Document section »

# AMA25LV Milling Machine



## Omnimill (Feb 13, 2010)

Still can't decide what Mill to get. :-[ Anyone have any experience of these:

http://cgi.ebay.co.uk/ws/eBayISAPI....ee-All-Categories&_fvi=1&_rdc=1#ht_1478wt_941

Similar price to an X3 but with a bigger table and better travel?!

Vic.


----------



## Paolo (Feb 13, 2010)

Hi Vic
It seames to be similar to mine...."Optimum Bf 20"...Nice machine...!
Just a little cons...the plastic gear..so you have to be very careful entering on the piece and at right deep...





Best regards
Paolo


----------



## John S (Feb 13, 2010)

Nice machine, seem well made but two points I am not happy with.
One is the motor drive gear which is either brass or plastic and does shear easily.
Second is the Z feed handle mounted at the top of the column which is tiring to use.

John S.


----------



## Omnimill (Feb 13, 2010)

Thanks for your thoughts Guys. I don't live too far from Warco so I may pay them a visit as they also sell a similar looking range of mills.

Vic.

Dataset »
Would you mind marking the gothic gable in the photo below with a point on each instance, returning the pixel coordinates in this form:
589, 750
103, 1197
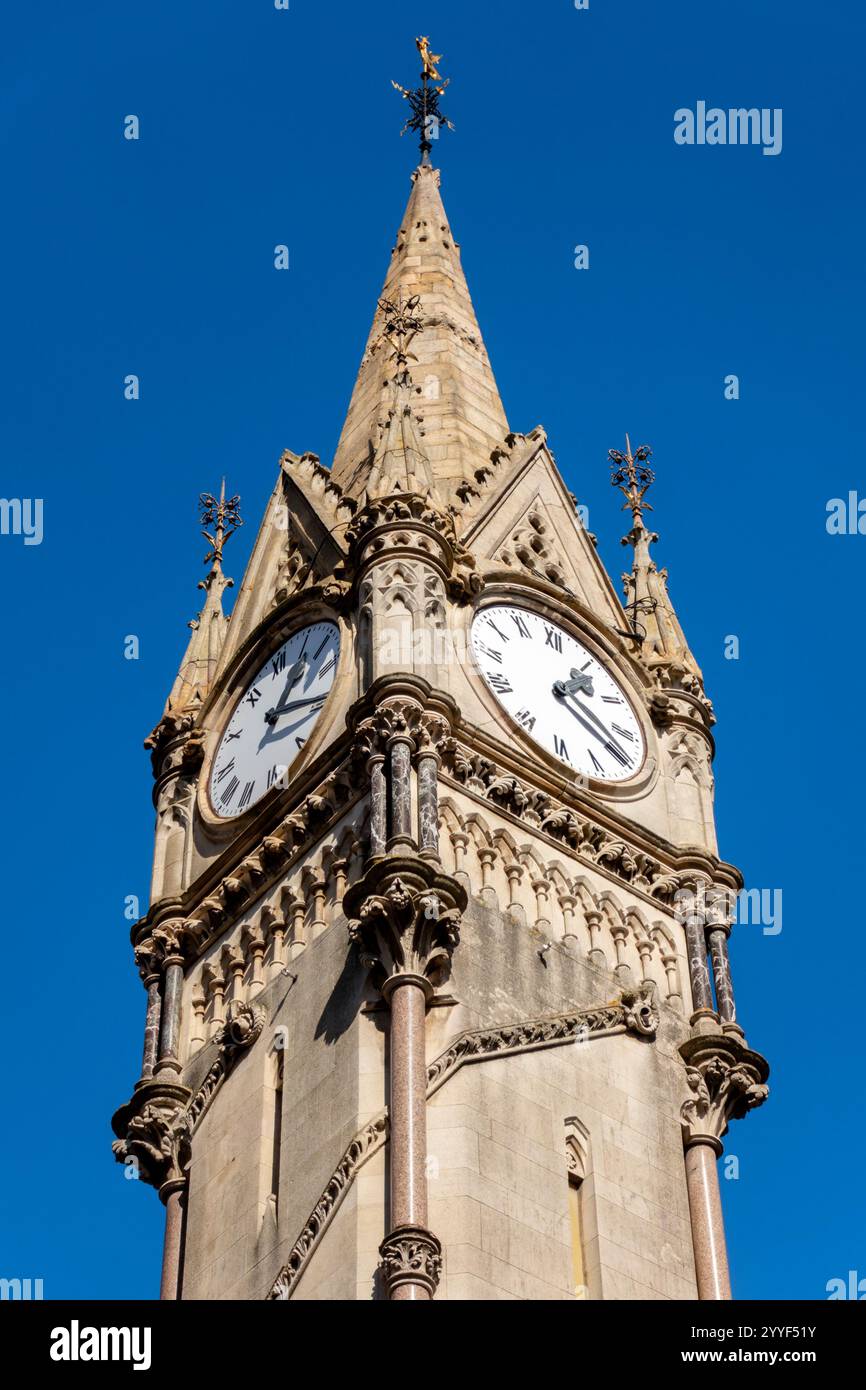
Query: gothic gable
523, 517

---

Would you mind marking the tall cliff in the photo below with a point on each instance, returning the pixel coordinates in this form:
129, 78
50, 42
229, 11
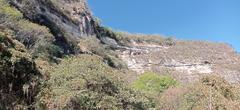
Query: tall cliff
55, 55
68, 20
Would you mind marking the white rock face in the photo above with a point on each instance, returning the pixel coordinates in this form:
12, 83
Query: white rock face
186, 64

---

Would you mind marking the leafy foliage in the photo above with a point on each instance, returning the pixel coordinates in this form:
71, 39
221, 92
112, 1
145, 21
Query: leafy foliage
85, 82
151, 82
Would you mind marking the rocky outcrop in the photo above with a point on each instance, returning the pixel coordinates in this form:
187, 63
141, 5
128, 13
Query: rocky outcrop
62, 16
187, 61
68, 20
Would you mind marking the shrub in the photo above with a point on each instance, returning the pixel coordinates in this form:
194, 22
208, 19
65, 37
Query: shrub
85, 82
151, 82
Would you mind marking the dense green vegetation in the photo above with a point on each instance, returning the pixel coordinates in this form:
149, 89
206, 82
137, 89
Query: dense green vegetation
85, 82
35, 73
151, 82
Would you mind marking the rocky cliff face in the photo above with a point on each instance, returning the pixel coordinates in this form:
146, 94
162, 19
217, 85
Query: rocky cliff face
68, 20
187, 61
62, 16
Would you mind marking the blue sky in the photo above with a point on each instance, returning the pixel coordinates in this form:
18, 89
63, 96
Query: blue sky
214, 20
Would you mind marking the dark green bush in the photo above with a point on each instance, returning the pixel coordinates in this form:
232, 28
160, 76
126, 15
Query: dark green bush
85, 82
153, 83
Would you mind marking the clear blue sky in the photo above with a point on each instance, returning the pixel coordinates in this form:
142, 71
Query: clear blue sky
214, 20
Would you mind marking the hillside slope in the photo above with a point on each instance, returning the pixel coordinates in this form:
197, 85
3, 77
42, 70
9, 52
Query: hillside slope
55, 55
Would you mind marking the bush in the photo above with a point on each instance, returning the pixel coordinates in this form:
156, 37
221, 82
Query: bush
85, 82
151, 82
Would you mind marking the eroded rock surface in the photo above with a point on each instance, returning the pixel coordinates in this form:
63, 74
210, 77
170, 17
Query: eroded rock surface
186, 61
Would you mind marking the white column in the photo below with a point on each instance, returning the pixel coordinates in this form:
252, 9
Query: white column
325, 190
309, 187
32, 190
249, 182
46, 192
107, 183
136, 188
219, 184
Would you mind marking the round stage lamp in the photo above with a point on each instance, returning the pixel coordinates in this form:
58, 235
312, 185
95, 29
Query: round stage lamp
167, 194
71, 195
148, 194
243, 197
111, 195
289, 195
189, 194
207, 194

Set of tasks »
[A] Answer these questions about the milling machine thread, one answer per line:
(i) Which machine does Paolo say the advertised one seems similar to?
(ii) According to John S, where is the Z feed handle mounted?
(iii) Which company does Omnimill say he may visit?
[B] Output everything in the milling machine thread from "Still can't decide" down to "Paolo (Feb 13, 2010)", copied word for word.

Responses to the tasks »
[A]
(i) The Optimum Bf 20.
(ii) At the top of the column.
(iii) Warco.

[B]
Still can't decide what Mill to get. :-[ Anyone have any experience of these:

http://cgi.ebay.co.uk/ws/eBayISAPI....ee-All-Categories&_fvi=1&_rdc=1#ht_1478wt_941

Similar price to an X3 but with a bigger table and better travel?!

Vic.


----------



## Paolo (Feb 13, 2010)